• **Task to complete**
Turn the rows from the very first line up to and including the line that contains "[[109, 292], [225, 308], [159, 144], [108, 105], [59, 269]]" into a numbered list, leaving out any blank lines.
%%
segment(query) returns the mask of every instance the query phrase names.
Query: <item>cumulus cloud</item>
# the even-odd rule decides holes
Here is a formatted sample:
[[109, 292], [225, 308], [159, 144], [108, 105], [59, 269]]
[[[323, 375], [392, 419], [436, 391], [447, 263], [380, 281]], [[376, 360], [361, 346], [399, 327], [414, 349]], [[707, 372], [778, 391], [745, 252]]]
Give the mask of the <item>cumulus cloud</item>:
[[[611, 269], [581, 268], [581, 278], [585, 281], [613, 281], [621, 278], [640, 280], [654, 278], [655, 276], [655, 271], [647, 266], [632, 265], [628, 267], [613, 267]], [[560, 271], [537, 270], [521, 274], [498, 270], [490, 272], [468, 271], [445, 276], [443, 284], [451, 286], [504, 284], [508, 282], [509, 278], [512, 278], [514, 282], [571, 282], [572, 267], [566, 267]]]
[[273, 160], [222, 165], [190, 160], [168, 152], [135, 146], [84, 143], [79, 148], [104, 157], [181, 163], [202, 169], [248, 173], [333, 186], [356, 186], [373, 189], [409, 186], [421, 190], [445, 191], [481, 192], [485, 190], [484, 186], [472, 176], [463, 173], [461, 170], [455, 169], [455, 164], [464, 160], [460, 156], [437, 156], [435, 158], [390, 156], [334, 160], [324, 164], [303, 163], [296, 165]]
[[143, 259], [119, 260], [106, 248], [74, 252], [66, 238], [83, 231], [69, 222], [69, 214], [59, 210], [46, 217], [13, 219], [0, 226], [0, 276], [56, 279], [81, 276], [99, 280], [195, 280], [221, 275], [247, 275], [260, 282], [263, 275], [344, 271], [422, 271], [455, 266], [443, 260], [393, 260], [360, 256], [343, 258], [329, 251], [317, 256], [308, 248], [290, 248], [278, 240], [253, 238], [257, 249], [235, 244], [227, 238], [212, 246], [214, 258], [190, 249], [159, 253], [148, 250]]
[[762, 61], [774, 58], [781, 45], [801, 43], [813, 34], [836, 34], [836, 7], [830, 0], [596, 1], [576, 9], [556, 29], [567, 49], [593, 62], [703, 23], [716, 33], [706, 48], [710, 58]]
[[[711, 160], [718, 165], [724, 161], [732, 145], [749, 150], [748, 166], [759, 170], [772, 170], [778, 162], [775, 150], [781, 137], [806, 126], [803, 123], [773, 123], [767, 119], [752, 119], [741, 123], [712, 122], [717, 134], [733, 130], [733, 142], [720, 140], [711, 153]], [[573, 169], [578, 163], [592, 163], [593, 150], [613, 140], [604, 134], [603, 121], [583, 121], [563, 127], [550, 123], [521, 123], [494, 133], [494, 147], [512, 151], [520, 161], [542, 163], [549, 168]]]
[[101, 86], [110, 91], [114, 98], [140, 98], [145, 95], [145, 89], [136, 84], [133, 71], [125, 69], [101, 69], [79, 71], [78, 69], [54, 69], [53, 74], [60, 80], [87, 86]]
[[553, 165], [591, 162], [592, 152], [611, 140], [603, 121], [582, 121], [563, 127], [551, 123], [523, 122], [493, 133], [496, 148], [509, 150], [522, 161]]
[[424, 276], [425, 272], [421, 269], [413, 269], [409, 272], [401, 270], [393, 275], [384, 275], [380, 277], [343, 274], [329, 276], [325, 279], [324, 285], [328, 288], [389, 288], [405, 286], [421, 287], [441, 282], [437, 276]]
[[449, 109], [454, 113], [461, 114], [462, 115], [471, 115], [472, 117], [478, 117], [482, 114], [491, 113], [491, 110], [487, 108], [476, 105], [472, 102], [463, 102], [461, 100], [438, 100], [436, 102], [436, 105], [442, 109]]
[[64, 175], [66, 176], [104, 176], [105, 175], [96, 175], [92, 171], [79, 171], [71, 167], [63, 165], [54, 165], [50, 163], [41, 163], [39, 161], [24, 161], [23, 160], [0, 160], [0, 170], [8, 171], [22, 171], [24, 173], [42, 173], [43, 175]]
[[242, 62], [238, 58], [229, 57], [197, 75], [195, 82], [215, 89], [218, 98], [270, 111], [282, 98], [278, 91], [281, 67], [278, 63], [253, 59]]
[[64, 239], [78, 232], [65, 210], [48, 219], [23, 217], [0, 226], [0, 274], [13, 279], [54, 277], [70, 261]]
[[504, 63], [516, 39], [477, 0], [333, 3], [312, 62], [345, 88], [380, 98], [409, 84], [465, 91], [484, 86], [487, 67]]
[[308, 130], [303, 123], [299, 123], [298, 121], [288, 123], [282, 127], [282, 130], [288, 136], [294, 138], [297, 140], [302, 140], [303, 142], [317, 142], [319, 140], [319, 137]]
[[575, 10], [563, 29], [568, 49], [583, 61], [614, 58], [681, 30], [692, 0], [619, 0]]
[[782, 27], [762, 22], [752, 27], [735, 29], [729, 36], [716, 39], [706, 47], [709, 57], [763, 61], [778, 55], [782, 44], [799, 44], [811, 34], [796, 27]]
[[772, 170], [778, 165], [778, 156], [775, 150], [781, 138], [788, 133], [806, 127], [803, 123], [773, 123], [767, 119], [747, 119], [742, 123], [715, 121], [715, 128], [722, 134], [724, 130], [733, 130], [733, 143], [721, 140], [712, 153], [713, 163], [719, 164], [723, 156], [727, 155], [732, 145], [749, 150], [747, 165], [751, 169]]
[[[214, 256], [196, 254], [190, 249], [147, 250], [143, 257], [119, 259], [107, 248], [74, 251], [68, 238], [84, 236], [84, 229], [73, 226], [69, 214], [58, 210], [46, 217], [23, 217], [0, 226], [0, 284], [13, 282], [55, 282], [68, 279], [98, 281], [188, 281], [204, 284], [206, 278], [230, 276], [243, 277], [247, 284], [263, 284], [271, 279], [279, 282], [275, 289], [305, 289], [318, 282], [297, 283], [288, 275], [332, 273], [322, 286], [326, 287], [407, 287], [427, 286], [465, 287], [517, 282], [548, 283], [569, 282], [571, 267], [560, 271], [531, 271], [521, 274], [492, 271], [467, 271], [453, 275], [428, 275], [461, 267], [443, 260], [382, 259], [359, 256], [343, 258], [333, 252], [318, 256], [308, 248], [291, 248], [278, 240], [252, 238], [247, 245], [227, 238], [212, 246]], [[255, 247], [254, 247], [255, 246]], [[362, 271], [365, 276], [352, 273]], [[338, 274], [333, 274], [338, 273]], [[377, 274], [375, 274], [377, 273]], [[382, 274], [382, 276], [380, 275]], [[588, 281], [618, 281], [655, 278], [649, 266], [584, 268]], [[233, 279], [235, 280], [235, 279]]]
%%
• **Task response**
1. segment(query) returns the mask of every instance the query phrase names.
2. Query: <item>cumulus cloud</item>
3. # the even-odd rule decides holes
4. Here is a formatted sample:
5. [[109, 292], [225, 308], [159, 144], [108, 105], [59, 269]]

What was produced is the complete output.